═════ DATA ═════

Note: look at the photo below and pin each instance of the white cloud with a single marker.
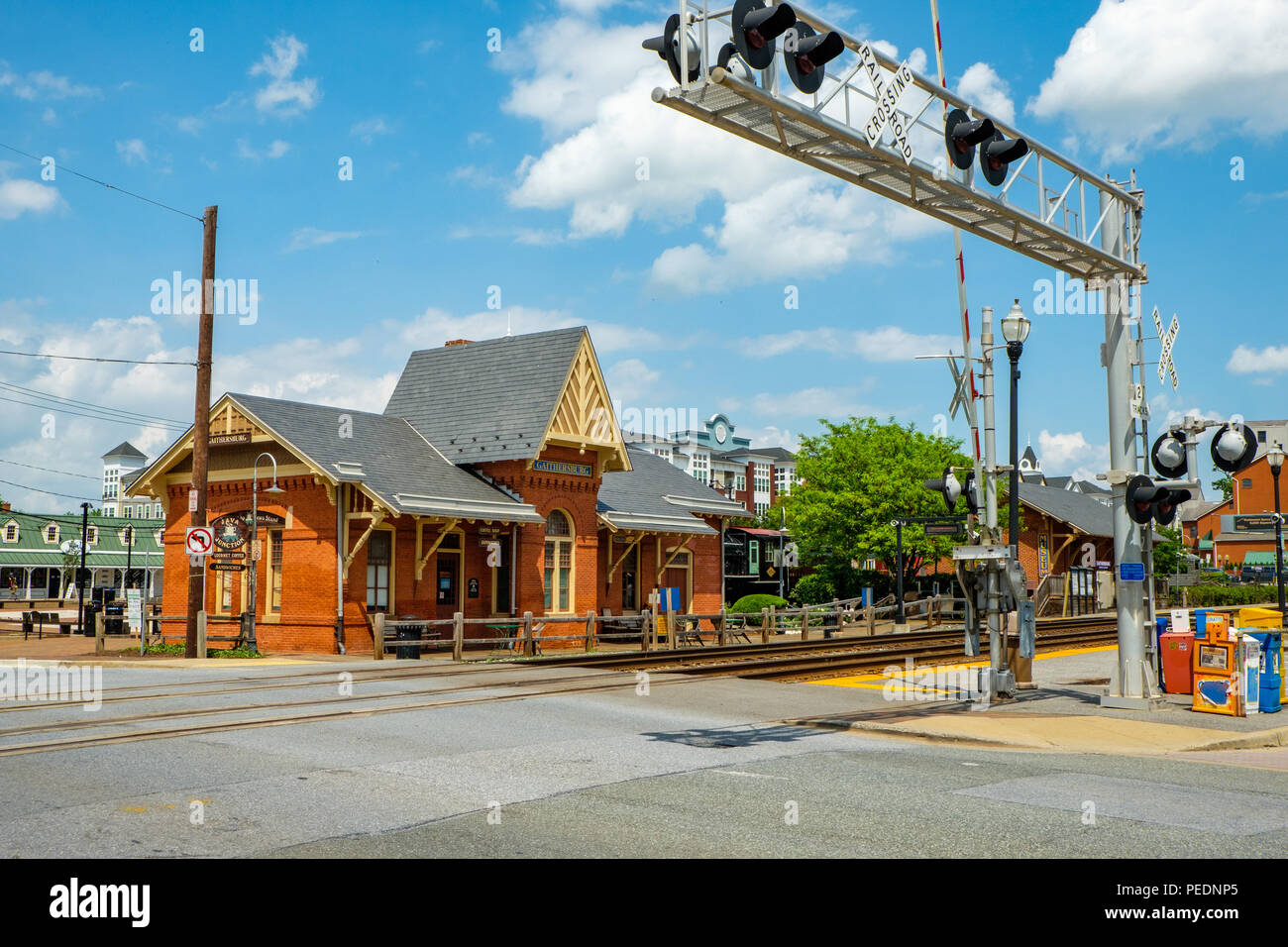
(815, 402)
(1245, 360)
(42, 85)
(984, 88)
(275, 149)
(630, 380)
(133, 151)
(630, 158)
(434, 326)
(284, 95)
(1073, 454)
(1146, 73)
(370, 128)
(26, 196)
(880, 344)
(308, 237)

═════

• _DIRECTIONS FOR THIS TASK_
Change "single marker" to "single dot" throughout the material above and give the lines again with nothing else altered. Leave the pictures out of your answer.

• _ANSWER TO THE TASK_
Note: look at the photo below and pin each instance of the white cloud with a single dot.
(815, 402)
(1245, 360)
(42, 85)
(984, 88)
(275, 149)
(630, 380)
(133, 151)
(630, 158)
(434, 326)
(284, 95)
(1073, 454)
(1146, 73)
(370, 128)
(26, 196)
(880, 344)
(308, 237)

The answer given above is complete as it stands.